Article:

********

Jeudi 23 juillet 2015.
Vingt-deux kilomètres de marche en trois heures cinquante-sept. Je fais toujours route vers Van. L’étape du jour m’a conduit de Muradiye à Çakırbey, à la pointe nord-est du lac de Van. Car effectivement, je viens d’atteindre aujourd’hui cette petite mer intérieure salée, dont la palette de couleurs évolue tout au long de la journée du bleu turquoise au vert émeraude.
Autrefois le lac de Van constituait la partie méridionale du royaume arménien médiéval du Vaspouragan. Quelques siècles plus tard, des cartographes et des explorateurs –comme Henry Finnis Blosse Lynch- ont nommé « haut plateau arménien » cette vaste région incluant le mont Ararat et le lac de Van. Cette appellation est parfois encore utilisée par quelques géographes savants et explorateurs de l’histoire qui ont conservé la mémoire des temps écoulés.
Cette mémoire complexe des temps anciens nommait également différemment la ville de Muradiye. Lorsque les Arméniens habitaient là, la ville était nommée Pergri. Les Kurdes ont d’ailleurs une appellation quasi-similaire.
A Pergri, donc, sur la montagne de Dzaghgaler -on dit aujourd’hui Akçadağ- il y avait autrefois le monastère d’Arkelan. Ce monastère médiéval arménien bâti autour du XI-XIIe siècle disposait d’un Haut Couvent nommé Saint Etienne érigé sur le plateau montagneux et d’un Bas Couvent, érigé en contrebas sur une corniche à flan de falaise. Cet ensemble monastique était un scriptorium réputé. Aujourd’hui, ce sont des ruines. J’avais exploré ce site il y a trois ans. J’avais alors partagé le thé avec les habitants au pied de la montagne. Ce complexe monastique a échappé aux destructions et pogroms des années 1895-1896 grâce au discernement du haut-fonctionnaire et chef kurde Mehmet. Malheureusement, 20 ans plus tard, les populations arméniennes y ont été exterminées. Je ne suis pas retourné voir ce site monastique. Je n’ai fait que passer à proximité, en marchant.

********

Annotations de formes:
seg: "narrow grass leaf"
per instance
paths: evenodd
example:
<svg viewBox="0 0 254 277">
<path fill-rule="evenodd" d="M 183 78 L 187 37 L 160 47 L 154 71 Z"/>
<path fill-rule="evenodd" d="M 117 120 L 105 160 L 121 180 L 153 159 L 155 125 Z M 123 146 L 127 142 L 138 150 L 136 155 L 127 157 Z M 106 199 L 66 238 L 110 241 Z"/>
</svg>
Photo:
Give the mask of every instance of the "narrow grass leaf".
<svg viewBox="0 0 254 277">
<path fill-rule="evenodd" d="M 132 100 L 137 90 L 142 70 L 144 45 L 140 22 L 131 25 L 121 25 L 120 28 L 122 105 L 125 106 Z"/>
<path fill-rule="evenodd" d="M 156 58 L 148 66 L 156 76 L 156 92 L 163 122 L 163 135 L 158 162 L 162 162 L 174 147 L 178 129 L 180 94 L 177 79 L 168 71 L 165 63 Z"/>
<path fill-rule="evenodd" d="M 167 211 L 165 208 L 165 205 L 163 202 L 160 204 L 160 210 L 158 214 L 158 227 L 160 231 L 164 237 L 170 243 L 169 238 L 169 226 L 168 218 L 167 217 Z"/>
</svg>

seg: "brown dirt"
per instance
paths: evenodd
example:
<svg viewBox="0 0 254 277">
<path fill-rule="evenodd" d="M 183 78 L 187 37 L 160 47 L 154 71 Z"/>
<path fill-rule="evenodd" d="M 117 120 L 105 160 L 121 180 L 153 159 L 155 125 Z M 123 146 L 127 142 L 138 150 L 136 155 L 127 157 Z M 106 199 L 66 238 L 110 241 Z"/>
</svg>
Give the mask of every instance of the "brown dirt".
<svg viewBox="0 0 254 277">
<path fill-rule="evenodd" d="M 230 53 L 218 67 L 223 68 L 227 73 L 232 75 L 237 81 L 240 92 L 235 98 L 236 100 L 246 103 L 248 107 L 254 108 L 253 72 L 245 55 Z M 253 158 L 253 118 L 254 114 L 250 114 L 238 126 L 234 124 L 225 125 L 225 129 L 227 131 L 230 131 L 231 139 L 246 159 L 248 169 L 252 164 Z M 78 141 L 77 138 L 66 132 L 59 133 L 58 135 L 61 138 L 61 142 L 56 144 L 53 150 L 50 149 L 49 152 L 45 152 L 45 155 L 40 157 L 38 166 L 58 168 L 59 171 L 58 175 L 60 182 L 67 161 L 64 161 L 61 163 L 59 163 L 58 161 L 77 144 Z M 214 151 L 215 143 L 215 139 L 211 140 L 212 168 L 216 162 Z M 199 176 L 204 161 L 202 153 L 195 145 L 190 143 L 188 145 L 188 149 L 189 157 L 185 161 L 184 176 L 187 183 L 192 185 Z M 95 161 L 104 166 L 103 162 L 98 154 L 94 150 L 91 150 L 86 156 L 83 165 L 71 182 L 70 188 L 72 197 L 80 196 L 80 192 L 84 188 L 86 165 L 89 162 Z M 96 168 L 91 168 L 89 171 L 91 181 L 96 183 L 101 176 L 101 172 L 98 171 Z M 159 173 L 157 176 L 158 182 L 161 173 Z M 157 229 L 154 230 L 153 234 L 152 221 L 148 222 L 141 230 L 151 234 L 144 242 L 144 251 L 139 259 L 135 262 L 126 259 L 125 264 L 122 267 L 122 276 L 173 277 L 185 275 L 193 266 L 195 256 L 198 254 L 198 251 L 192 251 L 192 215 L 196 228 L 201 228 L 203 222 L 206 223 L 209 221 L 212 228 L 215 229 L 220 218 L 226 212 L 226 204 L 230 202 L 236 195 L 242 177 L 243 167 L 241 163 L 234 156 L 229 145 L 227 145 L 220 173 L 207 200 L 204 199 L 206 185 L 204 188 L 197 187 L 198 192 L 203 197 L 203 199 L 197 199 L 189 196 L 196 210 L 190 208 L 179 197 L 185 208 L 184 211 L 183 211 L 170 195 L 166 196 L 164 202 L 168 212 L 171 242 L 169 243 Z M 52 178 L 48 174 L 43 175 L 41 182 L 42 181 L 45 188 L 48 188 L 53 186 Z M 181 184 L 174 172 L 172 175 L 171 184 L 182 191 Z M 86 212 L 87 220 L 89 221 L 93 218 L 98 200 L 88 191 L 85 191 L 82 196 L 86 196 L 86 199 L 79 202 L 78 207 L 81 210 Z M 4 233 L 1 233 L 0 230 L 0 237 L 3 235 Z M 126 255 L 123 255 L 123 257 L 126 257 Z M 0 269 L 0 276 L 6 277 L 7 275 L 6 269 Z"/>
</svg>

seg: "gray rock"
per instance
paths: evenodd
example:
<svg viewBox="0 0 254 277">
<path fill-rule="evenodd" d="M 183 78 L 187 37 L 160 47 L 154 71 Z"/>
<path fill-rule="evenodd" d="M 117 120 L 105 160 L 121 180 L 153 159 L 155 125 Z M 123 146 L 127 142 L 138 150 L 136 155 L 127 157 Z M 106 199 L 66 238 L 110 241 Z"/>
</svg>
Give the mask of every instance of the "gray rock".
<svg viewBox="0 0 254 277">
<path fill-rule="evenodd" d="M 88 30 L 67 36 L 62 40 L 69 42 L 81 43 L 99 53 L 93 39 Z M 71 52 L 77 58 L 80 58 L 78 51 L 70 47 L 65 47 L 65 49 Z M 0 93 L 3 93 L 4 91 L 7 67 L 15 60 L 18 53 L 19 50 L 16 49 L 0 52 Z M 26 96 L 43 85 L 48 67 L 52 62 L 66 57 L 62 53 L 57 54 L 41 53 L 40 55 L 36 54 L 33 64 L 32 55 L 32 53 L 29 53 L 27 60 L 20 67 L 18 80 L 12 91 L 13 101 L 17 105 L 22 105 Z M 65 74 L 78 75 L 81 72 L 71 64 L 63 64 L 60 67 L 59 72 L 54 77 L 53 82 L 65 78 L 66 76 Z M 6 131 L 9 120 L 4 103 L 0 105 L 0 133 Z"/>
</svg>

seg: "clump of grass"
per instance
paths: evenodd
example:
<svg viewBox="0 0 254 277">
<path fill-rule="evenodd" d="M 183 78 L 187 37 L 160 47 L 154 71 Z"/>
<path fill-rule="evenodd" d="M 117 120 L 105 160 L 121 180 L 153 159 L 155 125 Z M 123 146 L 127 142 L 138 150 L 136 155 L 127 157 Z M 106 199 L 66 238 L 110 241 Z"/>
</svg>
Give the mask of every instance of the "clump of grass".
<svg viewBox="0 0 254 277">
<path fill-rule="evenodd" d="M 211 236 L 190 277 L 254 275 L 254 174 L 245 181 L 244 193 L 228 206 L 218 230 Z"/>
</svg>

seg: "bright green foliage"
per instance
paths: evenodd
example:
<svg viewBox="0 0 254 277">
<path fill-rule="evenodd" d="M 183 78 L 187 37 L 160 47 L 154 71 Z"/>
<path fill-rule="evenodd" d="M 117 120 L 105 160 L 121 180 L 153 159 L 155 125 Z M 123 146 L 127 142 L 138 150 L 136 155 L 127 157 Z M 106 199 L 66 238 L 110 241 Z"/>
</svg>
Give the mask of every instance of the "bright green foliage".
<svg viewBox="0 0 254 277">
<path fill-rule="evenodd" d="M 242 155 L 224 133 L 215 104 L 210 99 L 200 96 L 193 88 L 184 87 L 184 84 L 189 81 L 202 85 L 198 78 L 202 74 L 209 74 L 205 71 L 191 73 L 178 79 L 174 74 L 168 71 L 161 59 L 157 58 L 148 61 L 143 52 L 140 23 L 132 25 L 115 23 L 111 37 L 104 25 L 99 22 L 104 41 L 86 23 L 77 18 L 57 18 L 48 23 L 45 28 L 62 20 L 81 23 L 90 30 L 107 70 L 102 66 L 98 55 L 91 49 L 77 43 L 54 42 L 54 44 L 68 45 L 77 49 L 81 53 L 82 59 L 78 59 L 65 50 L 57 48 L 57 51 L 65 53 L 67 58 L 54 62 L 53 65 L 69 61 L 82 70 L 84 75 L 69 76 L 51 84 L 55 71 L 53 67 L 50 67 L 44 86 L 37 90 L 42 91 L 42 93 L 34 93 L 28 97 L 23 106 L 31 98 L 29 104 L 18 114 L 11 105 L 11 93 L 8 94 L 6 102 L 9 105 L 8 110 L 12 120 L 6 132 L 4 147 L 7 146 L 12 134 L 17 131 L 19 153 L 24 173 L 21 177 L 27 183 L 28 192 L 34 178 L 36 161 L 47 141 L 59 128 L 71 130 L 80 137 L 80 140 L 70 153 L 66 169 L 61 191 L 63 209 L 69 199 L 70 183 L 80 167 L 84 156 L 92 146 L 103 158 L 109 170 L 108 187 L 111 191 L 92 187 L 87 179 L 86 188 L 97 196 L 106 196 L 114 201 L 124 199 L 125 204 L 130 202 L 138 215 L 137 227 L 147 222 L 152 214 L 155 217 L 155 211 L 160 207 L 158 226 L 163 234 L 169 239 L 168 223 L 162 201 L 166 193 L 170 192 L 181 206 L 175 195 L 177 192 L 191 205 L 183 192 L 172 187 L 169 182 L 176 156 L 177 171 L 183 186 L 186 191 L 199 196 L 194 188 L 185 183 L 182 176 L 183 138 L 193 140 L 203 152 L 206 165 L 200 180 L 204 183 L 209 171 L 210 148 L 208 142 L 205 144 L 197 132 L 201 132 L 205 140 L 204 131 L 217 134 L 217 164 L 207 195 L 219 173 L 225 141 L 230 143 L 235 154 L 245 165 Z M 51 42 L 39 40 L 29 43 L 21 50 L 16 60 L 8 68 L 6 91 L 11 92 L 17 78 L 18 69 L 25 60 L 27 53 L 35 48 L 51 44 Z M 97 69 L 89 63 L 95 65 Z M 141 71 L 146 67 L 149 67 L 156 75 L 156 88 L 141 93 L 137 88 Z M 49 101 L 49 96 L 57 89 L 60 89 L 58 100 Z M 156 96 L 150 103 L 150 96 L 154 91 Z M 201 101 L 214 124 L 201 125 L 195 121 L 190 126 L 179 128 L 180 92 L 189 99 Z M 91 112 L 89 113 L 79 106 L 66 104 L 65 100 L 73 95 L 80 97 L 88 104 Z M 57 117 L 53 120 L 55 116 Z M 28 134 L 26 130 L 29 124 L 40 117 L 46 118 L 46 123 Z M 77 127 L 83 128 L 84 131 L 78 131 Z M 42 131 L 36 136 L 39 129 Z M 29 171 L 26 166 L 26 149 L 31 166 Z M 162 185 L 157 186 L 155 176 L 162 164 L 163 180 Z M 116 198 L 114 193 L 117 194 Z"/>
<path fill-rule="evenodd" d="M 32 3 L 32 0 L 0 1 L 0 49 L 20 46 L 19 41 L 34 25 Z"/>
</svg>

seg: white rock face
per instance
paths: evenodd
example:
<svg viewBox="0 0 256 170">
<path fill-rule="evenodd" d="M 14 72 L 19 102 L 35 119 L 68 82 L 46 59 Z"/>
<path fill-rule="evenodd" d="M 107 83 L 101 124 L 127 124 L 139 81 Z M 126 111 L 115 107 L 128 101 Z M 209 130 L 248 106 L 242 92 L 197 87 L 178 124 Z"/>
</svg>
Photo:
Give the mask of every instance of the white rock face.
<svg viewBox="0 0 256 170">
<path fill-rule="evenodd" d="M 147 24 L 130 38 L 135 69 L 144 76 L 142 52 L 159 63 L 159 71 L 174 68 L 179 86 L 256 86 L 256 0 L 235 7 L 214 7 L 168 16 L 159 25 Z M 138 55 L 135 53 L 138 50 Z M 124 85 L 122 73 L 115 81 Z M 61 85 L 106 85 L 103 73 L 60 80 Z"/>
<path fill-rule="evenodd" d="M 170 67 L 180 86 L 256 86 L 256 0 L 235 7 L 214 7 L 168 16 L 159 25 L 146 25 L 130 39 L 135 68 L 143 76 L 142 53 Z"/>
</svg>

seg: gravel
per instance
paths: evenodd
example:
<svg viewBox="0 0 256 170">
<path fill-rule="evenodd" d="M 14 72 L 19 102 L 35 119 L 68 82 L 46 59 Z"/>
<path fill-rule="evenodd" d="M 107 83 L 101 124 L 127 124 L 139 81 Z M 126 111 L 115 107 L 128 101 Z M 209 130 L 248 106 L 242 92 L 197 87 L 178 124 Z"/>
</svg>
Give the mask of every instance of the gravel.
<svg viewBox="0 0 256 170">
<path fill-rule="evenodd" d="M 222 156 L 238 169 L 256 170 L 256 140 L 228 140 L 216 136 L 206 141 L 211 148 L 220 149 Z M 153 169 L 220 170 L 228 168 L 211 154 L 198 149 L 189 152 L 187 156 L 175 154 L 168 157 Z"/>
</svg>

********

Consignes à suivre:
(1) Répondez aux questions suivantes sur l'article consacré à la marche vers Van.
(a) Quelle distance a été parcourue lors de l'étape du jour ?
(b) Quel nom portait la ville de Muradiye lorsque les Arméniens y habitaient ?
(c) Comment s'appelait le Haut Couvent du monastère d'Arkelan ?
(2) Rédigez la suite de l'article sur la marche vers Van en reprenant après sa dernière phrase.

Liste des réponses:
(1)
(a) Vingt-deux kilomètres.
(b) Pergri.
(c) Saint Etienne.

(2)
Cette histoire locale que j’ai éprouvée sur le terrain et complétée par mes lectures, fait à présent partie de ma mémoire. J’espère qu’elle y demeurera, non pas par un réflexe conservateur, mais parce que la mémoire est tout ce qu’il reste quand tout ou presque a disparu. Cela suppose d’en partager le récit, soit par transmission orale, soit par transmission écrite. C’est un peu ce que je fais à travers ces mots. C’est à travers la collecte et la transmission de ces mémoires minuscules que l’on peut raconter l’histoire d’une civilisation.
Si je vous partage cette réflexion, c’est parce que j’ai dédié cette journée de marche à Jean et Ginette, mon oncle et ma tante de Marseille. Ils ne sont pas Arméniens. Et alors. Ils sont comme moi, des êtres humains dont le récit est une partie intégrante de l’histoire du genre humain et dont les mémoires sont à ces égards, essentielles.
« Jean, en t’écrivant ainsi depuis la rive du lac de Van où je me suis baigné sous le soleil, je me suis remémoré les belles journées de mon enfance passées à la mer en famille avec Ginette ta femme et mes cousins Anne et Laurent. C’était pour moi le temps de l’insouciance. Je le conserve précieusement dans ma mémoire.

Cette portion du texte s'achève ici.